Dataset -
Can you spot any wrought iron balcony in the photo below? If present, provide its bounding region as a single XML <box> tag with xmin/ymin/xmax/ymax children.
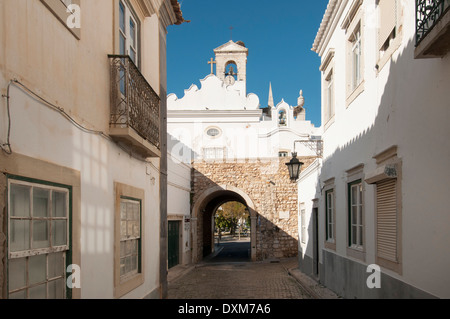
<box><xmin>108</xmin><ymin>55</ymin><xmax>161</xmax><ymax>157</ymax></box>
<box><xmin>416</xmin><ymin>0</ymin><xmax>450</xmax><ymax>57</ymax></box>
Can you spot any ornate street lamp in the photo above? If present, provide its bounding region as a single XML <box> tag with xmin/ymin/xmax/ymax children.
<box><xmin>286</xmin><ymin>152</ymin><xmax>303</xmax><ymax>182</ymax></box>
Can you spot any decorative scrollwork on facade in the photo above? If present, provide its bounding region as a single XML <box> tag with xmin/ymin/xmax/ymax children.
<box><xmin>109</xmin><ymin>55</ymin><xmax>160</xmax><ymax>149</ymax></box>
<box><xmin>416</xmin><ymin>0</ymin><xmax>449</xmax><ymax>46</ymax></box>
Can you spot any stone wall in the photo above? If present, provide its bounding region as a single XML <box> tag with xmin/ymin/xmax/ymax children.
<box><xmin>192</xmin><ymin>157</ymin><xmax>315</xmax><ymax>260</ymax></box>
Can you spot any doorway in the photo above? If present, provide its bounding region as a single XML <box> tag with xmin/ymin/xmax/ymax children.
<box><xmin>313</xmin><ymin>208</ymin><xmax>319</xmax><ymax>278</ymax></box>
<box><xmin>167</xmin><ymin>221</ymin><xmax>180</xmax><ymax>269</ymax></box>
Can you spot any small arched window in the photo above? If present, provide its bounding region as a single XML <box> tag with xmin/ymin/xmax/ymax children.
<box><xmin>278</xmin><ymin>110</ymin><xmax>287</xmax><ymax>126</ymax></box>
<box><xmin>206</xmin><ymin>127</ymin><xmax>220</xmax><ymax>137</ymax></box>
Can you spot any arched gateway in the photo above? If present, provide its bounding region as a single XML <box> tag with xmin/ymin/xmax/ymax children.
<box><xmin>191</xmin><ymin>157</ymin><xmax>314</xmax><ymax>263</ymax></box>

Requirement -
Retype exactly, please, each line from the line that contains "Can you spot any ornate" through the last line of the entries above, with nothing added.

Solution below -
Can you spot any ornate street lamp in the photo above? If present, provide its bounding region as a single XML <box> tag with xmin/ymin/xmax/ymax children.
<box><xmin>286</xmin><ymin>152</ymin><xmax>303</xmax><ymax>182</ymax></box>
Can you spot any decorative scrollwork on facade in the photo above? If present, provide its bounding region as a single XML <box> tag with xmin/ymin/xmax/ymax children.
<box><xmin>109</xmin><ymin>55</ymin><xmax>160</xmax><ymax>149</ymax></box>
<box><xmin>416</xmin><ymin>0</ymin><xmax>449</xmax><ymax>46</ymax></box>
Can you spot any stone wall in the photo above? If present, provide its bounding region as a single XML <box> tag with xmin/ymin/xmax/ymax children.
<box><xmin>192</xmin><ymin>157</ymin><xmax>315</xmax><ymax>260</ymax></box>
Can you spot any doorway in the photo above? If present, provide its bounding region as a single XML <box> tag with xmin/ymin/xmax/ymax children.
<box><xmin>313</xmin><ymin>208</ymin><xmax>319</xmax><ymax>278</ymax></box>
<box><xmin>167</xmin><ymin>221</ymin><xmax>180</xmax><ymax>269</ymax></box>
Can you spot any small arched window in the photo above? If present, provide its bounding region as a single XML <box> tag with xmin/ymin/xmax/ymax children.
<box><xmin>278</xmin><ymin>110</ymin><xmax>287</xmax><ymax>126</ymax></box>
<box><xmin>206</xmin><ymin>127</ymin><xmax>220</xmax><ymax>137</ymax></box>
Can you spot any arched gateway in the photo above? If present, provide its bounding region as a single XML <box> tag with xmin/ymin/xmax/ymax children.
<box><xmin>191</xmin><ymin>157</ymin><xmax>314</xmax><ymax>263</ymax></box>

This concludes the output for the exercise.